What you have to do
Show the lines below where "blue" occurs.
☆ ☆ ☆ ☆ ☆
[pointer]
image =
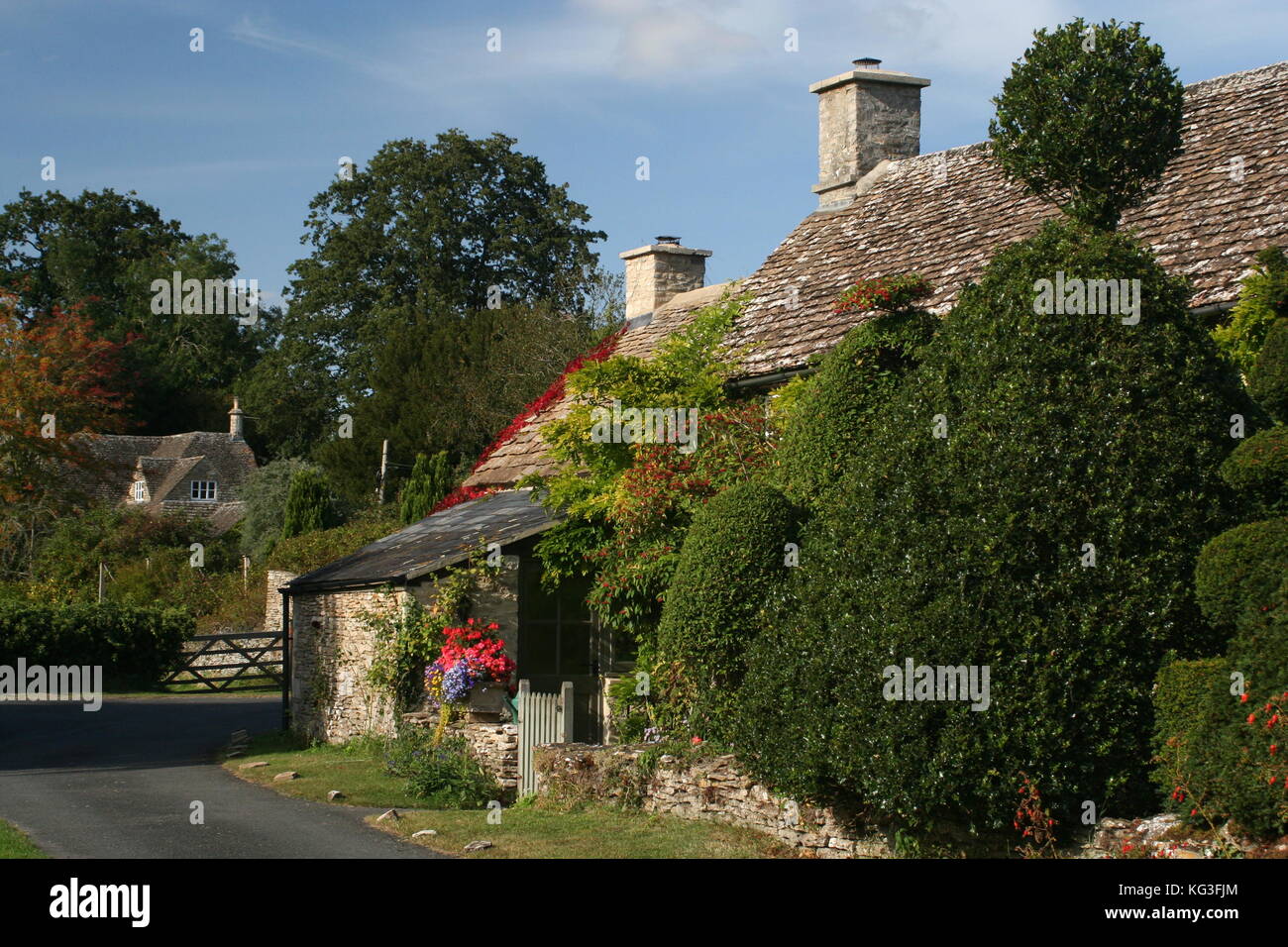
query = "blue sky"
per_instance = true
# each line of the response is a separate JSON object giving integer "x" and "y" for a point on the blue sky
☆ ☆ ☆ ☆ ☆
Response below
query = "blue sky"
# each line of the response is a separate JSON object giving integer "x" and "y" for a point on the blue sky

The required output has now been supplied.